Stated task: Render everything in the data below, from the line containing "of the metal" down to the line containing "Target: metal wall panel", as a Markdown table with a Row column numbering each line and a Line column holding its text. Leave out blank lines.

Input records:

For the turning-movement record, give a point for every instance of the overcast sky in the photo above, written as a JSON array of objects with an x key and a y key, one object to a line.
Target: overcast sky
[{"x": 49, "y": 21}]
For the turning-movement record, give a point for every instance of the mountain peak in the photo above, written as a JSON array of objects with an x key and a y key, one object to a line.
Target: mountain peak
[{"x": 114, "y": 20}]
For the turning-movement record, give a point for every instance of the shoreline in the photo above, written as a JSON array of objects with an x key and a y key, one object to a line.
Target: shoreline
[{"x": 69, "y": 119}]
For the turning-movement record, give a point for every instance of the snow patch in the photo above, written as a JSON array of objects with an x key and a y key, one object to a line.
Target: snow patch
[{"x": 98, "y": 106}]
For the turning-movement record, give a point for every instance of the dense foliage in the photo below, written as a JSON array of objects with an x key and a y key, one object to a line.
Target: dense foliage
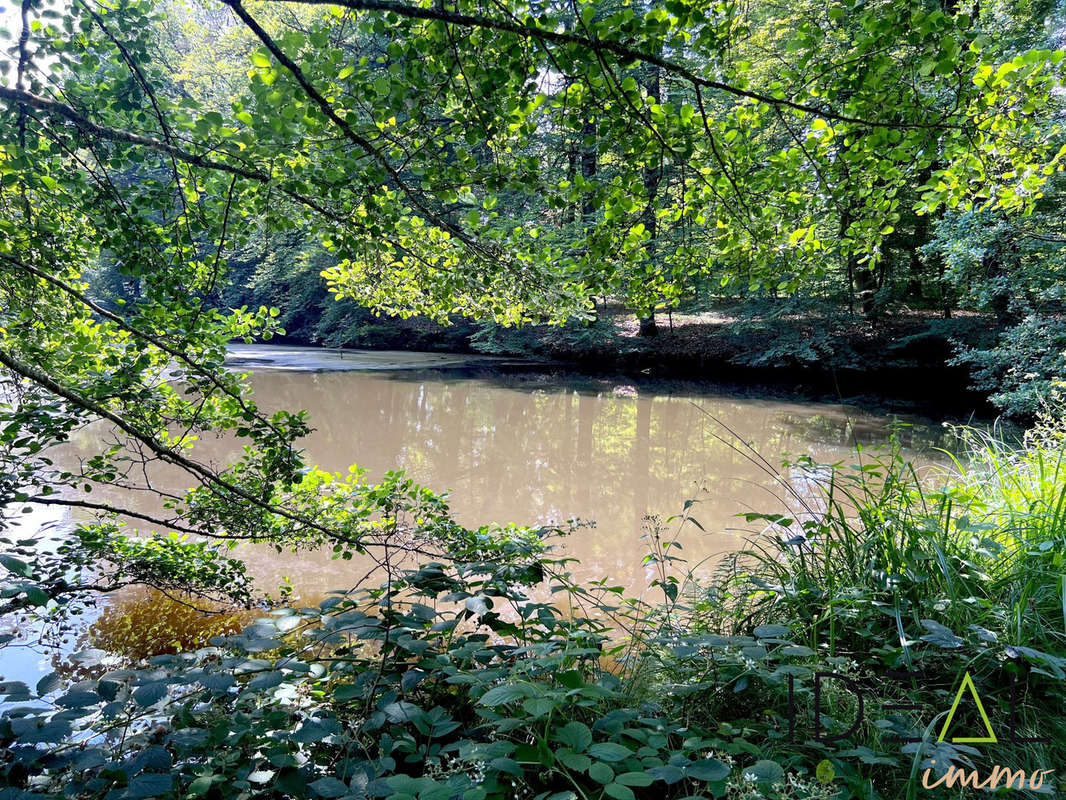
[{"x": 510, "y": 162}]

--

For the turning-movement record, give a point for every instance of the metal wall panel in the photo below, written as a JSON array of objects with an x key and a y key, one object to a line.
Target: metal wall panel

The reply:
| Row | Line |
|---|---|
| 1 | For the turning-movement record, give a point for every instance of the metal wall panel in the photo below, written as a JSON array of objects with an x key and a y key, one object to a line. |
| 2 | Target: metal wall panel |